EXERCISE PROMPT ->
Reproduce the text of all the records below word for word, omitting the pictures.

DATA ->
┏━━
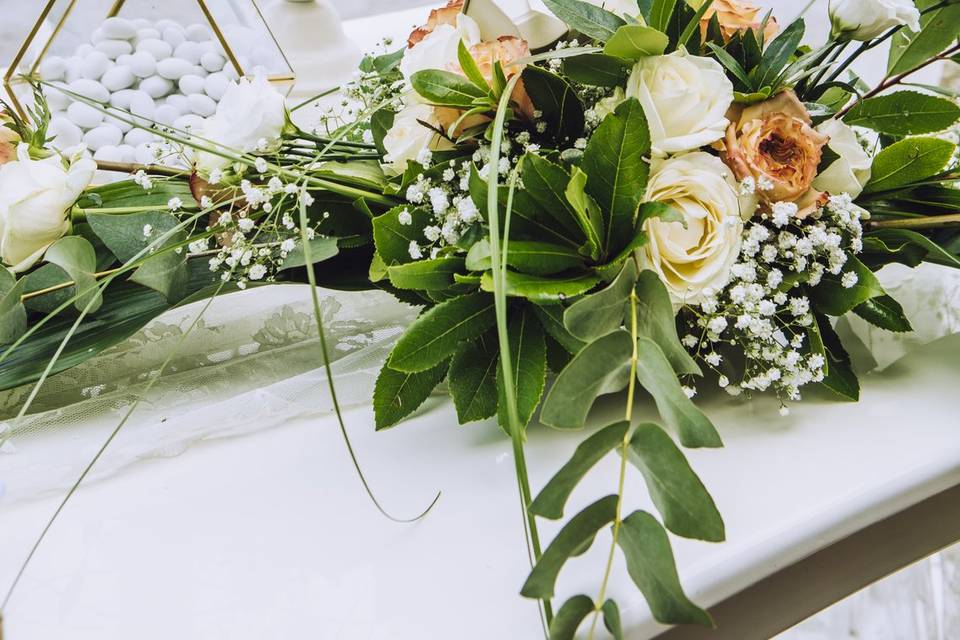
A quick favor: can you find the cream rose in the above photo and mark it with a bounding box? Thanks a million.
[383,103,453,174]
[196,76,290,172]
[0,144,97,273]
[813,119,873,198]
[626,50,733,155]
[829,0,920,40]
[637,151,744,306]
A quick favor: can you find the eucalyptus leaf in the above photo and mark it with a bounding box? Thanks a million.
[630,422,725,542]
[637,336,723,447]
[617,511,713,627]
[520,495,618,598]
[388,292,496,372]
[529,421,630,520]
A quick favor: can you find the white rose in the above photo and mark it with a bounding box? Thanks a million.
[627,50,733,155]
[383,102,453,174]
[829,0,920,40]
[0,144,97,273]
[400,14,480,84]
[197,76,289,172]
[637,151,743,306]
[813,119,873,198]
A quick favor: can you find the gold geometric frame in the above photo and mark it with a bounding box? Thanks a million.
[3,0,296,118]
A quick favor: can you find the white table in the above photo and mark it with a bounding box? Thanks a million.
[0,2,960,640]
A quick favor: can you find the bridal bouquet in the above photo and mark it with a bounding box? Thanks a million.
[0,0,960,638]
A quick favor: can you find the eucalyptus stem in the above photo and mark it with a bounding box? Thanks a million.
[587,288,639,640]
┗━━
SOLUTION ->
A quick favor: can you find the cream rose in the above photo and mark it with a bounding box? Thanks a million.
[383,103,453,174]
[196,76,290,172]
[0,144,97,273]
[813,119,873,198]
[626,50,733,155]
[829,0,920,40]
[637,151,744,306]
A quick favor: can you find the eucalyptus leaf in the above photo and mark it with a bounding box? Thanks a million.
[630,422,725,542]
[637,336,723,447]
[617,511,713,627]
[520,495,618,598]
[388,292,496,372]
[529,421,630,520]
A quick favor: can you find the white rose in the above photo and mark it with a bounding box? Thanks a million.
[627,50,733,155]
[383,102,453,174]
[829,0,920,40]
[0,144,97,273]
[400,14,480,84]
[197,76,289,172]
[637,151,743,306]
[813,119,873,198]
A quick favor: can you find the gold geometric frame in the above photo and mark it with a bounding box? Thanks a million.
[3,0,296,118]
A quick favor: can you find the white table in the above photo and mark it with a bounding box? Thanks a million.
[0,2,960,640]
A quick favor: can you find the bridal bouquet in the above photo and mark it with a bounding box? Thanks a million.
[0,0,960,638]
A quick favor: can you find the eucalyptus stem in the above photo and mark it with a bounding box? Thanks a million.
[587,288,639,640]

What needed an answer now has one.